§ Selected excerpt:
☆ ☆ ☆ ☆

A new anti-energy drink laced with kava is gaining popularity in Southern California, USA, where it is being used for relaxation.

According to the report by Jerry Hirsch in the Los Angeles Times, in Los Angeles, 'a mood-altering beverage with a cannabis-oriented marketing campaign is gaining traction'.

Called Mary Jane's Relaxing Soda, the beverage is' a sugary drink laced with kava, a South Pacific root purported to have sedative properties'.

Kava is well-known in the region where, in many countries, it is a cultural drink consumed on special occasions, and in some places in the region, kava drinking is used as a form of relaxation, often drunk with company.

According to the report, along with drinks like Slow Cow and Ex Chill, 'Mary Jane's is part of a new group of so-called slow-down or anti-energy drinks, which are expected to be among the top food trends of 2010, according to advertising agency J. Walter Thompson'.

They rely on folk-medicine sedatives, including kava, camomile and valerian, to provide an alternative to caffeine-laced and jitter-inducing energy drinks such as Red Bull.

The drinks purportedly promote calming, and they also take on the energy-drink category directly by claiming also to boost mental focus and concentration, said Ann Mack, director of trend-spotting at the ad agency.

Said Travis Arnesen, spokesman for Ex Drinks of Henderson, Nev.: "It is a new category, kind of like energy drinks, but designed to relax people. Just recently it has been picking up steam."

According to the report, Ex Chill drink 'comes in an 8.4-ounce can that sells for $2 at Albertsons, 7-Elevens and some Bristol Farms markets' while 'Slow Cow, made by Boisson Slow Cow Inc. of Quebec, Canada, plans to start distribution in the U.S. next year'.

These "relaxation" drinks have become popular fodder for food bloggers, with some calling Mary Jane's "weed in a bottle."

According to the report, Michael Pollastri, a pharmaceuticals chemist at Boston University, says that kava 'warrants a closer look by drug chemists to figure out how it works as a relaxant and what else it might be useful for'.

There are no age limits or restrictions for consumers. Medical experts, however, caution that drinks containing kava and other supplements could have a downside, depending on the chemical compounds used as ingredients and how the plants are processed.

The Food and Drug Administration has issued a consumer warning that people with "liver disease or liver problems, or persons who are taking drug products that can affect the liver, should consult a physician before using kava-containing supplements." But the agency has not restricted sales of kava-based products.

According to the report, the Mary Jane's Soda was developed by Matt Moody who says that he had experience with kava in the past and knew it was effective but not widely used in the U.S.

The kava root's "awful taste" was one reason it has not gained the same acceptance as other folk-based nutritional supplements, Moody said.

But blending it into a drink that contains cane sugar solved that. Another beverage company makes it on contract for his Moody's Denver-based Mary Jane's Soda Inc.

About 70% of the company's retail sales are in Southern California, Moody said. The drink's market is so concentrated in the region that Moody plans to move the business to the Inland Empire.

The 7-Eleven stores stocking Mary Jane's sell the product at a rate of about 14 bottles a day, which is considered a healthy pace for a niche beverage, Moody said. It also sells in scattered bars and cafes and online through the Mary Jane's Soda website.

☆ ☆ ☆ ☆

§ Task instructions:
a) Why, according to the kava drink article, does Moody plan to move his business to the Inland Empire?
b) Quote the kava drink article between "According to the report by" and "is gaining traction'.", inclusive.

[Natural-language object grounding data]
☆ ☆ ☆ ☆

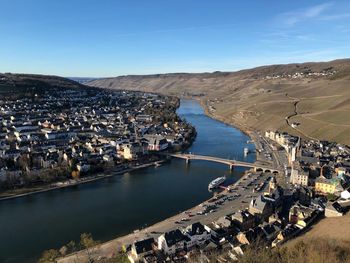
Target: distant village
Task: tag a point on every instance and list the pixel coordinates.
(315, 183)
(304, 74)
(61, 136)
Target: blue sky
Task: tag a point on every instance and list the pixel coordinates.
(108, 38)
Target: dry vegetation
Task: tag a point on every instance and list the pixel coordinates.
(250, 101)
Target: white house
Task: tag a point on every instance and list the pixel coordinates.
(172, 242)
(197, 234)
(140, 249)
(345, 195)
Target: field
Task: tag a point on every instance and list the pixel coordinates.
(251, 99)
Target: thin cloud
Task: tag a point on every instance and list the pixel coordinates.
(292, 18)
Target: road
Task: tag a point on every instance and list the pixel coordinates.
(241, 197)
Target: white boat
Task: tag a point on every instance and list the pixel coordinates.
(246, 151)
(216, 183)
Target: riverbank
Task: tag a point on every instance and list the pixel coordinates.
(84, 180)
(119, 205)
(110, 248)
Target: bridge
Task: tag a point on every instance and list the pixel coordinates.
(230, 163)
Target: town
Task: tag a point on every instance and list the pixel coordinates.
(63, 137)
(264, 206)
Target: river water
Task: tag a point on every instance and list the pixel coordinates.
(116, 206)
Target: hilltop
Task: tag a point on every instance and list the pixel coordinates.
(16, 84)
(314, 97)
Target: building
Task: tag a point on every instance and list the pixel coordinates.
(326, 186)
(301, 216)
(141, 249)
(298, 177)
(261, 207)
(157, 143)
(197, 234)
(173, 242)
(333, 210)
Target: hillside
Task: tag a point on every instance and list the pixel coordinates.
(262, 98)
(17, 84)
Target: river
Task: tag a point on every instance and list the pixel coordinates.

☆ ☆ ☆ ☆

§ Solution set:
a) The drink's market is heavily concentrated in Southern California, where about 70% of the company's retail sales take place. That concentration is why Moody plans to relocate the business to the Inland Empire.

b)
According to the report by Jerry Hirsch in the Los Angeles Times, in Los Angeles, 'a mood-altering beverage with a cannabis-oriented marketing campaign is gaining traction'.